Work instructions:
Please put the stretch of the listing from its start through the line containing "[14,161,516,283]" into a two-column CSV with the headers text and boxes, one row per sentence holding that sentence and the bounding boxes that follow it, each in a single quoted field with line breaks turned into spaces. Leave the pictures out.

Information shown:
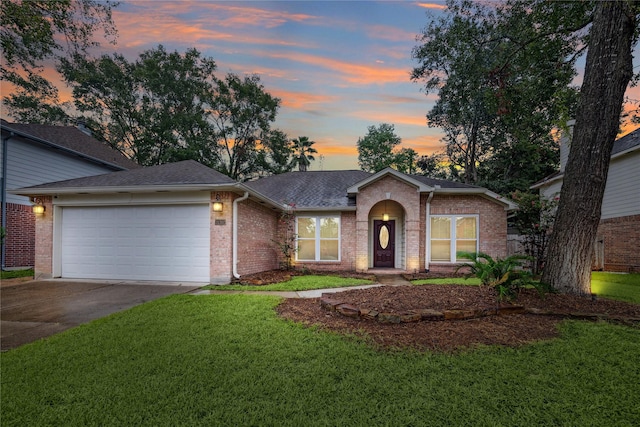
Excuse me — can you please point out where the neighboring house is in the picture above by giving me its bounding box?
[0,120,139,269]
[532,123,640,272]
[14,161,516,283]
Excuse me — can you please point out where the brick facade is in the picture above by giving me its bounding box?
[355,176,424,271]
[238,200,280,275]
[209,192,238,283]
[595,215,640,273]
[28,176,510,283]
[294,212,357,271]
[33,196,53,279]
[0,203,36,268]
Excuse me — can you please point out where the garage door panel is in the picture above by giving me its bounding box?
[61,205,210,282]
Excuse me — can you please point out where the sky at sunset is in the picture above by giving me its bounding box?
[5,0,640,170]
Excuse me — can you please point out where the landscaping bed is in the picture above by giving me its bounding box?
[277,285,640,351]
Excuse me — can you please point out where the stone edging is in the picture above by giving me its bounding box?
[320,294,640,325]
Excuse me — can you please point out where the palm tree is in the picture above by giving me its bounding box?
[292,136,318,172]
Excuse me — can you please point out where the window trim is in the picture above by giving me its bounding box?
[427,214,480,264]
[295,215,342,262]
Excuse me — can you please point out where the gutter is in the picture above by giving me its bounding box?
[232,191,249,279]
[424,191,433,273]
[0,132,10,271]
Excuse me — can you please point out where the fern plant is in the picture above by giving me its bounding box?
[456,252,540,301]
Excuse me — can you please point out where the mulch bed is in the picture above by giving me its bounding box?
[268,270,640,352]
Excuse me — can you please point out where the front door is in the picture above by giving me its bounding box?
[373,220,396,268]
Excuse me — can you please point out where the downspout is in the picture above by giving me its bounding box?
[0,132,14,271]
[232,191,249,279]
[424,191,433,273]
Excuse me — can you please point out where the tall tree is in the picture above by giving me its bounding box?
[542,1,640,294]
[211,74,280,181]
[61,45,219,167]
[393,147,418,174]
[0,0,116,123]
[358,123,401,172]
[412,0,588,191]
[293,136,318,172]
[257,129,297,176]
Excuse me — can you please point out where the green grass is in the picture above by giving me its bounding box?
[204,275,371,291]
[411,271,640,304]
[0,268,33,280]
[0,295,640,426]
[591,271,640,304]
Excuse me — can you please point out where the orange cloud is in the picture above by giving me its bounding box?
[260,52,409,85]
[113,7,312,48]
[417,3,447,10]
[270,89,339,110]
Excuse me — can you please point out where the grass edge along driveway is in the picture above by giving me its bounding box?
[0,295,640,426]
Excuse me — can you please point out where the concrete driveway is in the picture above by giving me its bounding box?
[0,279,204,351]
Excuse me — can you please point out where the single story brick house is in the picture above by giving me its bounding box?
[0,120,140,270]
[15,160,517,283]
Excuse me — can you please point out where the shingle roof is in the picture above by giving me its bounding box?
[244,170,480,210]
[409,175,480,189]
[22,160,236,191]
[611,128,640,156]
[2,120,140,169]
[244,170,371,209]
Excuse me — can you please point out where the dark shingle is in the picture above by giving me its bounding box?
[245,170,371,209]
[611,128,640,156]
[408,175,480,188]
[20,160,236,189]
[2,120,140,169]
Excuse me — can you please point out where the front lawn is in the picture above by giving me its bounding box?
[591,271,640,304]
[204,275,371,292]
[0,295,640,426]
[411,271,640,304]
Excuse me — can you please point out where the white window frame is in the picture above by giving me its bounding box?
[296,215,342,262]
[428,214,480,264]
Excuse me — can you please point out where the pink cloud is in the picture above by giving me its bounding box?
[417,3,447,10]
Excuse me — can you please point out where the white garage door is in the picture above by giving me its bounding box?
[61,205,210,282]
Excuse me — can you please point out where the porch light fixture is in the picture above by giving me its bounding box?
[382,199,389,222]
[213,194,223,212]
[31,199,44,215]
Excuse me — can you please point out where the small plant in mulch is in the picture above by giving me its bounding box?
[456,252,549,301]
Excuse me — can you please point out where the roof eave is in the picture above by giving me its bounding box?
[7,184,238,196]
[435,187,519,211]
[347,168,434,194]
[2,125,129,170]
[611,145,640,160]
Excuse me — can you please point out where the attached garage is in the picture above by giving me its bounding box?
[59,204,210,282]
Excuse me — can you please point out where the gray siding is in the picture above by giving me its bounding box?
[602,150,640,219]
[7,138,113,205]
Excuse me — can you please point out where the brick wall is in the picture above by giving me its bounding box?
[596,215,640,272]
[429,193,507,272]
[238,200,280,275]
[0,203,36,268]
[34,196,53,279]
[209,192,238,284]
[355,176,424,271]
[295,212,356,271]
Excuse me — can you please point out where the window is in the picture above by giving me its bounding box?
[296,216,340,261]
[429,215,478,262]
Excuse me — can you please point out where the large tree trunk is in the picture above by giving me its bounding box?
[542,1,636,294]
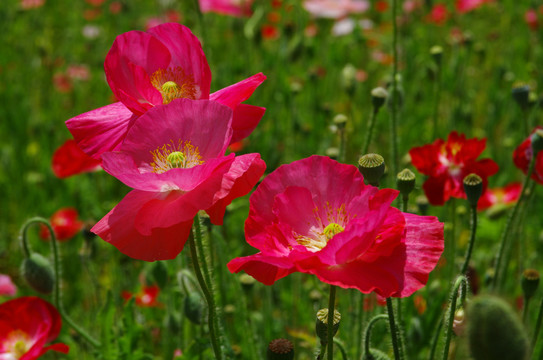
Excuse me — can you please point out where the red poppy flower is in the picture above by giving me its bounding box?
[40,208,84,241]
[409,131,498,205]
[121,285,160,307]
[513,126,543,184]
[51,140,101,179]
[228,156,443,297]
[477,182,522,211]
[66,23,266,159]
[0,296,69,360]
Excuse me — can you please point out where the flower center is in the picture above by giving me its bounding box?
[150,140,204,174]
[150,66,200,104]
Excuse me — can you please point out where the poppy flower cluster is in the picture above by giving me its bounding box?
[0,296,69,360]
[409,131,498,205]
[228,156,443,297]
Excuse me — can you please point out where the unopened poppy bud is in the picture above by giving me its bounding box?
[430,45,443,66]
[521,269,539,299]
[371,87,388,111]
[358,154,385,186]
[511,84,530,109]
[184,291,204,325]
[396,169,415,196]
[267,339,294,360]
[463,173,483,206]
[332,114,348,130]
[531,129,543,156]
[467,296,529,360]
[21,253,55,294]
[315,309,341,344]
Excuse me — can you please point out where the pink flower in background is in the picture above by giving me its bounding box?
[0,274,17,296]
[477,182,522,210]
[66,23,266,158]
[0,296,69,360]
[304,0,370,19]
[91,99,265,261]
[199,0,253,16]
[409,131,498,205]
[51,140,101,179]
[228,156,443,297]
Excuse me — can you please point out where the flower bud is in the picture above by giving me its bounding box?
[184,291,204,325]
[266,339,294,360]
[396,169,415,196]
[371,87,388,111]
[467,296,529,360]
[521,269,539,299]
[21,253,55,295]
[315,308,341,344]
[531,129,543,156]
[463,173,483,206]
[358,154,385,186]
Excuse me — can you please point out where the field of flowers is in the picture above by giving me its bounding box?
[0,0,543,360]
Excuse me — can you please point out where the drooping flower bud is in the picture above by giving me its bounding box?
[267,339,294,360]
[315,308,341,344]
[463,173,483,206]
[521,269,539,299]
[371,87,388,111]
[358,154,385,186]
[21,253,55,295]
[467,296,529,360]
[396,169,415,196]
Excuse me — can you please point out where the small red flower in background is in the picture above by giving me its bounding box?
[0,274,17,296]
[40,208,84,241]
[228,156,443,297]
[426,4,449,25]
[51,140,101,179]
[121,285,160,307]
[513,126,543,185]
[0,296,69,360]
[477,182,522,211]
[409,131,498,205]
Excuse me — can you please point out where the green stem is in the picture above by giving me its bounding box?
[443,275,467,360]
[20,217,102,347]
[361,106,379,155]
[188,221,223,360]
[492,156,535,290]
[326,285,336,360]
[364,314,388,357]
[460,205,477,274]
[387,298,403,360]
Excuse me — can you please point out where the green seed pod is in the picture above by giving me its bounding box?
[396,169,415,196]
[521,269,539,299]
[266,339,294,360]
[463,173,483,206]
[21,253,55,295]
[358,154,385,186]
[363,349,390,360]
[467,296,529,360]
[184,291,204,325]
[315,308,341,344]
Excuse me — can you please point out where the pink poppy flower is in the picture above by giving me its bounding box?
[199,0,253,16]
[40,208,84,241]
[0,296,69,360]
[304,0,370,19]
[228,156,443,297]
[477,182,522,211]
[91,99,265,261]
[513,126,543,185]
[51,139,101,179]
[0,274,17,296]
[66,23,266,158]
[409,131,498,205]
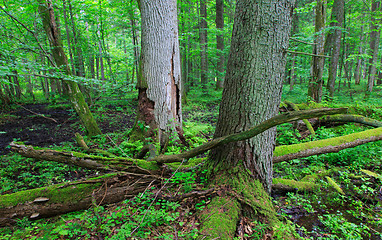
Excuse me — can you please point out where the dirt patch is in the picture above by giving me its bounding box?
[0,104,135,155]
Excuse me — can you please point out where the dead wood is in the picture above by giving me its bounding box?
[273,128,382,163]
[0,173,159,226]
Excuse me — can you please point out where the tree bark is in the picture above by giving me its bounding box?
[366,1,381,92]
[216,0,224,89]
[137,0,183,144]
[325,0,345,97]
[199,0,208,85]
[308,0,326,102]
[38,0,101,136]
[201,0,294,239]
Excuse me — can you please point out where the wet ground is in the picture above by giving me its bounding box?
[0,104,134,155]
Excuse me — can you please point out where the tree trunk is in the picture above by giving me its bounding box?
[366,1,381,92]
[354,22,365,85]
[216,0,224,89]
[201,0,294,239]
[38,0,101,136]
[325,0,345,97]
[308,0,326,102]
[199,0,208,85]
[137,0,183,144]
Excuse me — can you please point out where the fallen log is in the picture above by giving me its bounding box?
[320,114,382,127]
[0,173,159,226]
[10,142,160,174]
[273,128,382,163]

Finished task:
text,boxes
"Excuse me — can you please point out where the neighboring house is in the picture above by giving me its bounding box?","[0,120,139,269] [532,123,640,272] [14,161,516,283]"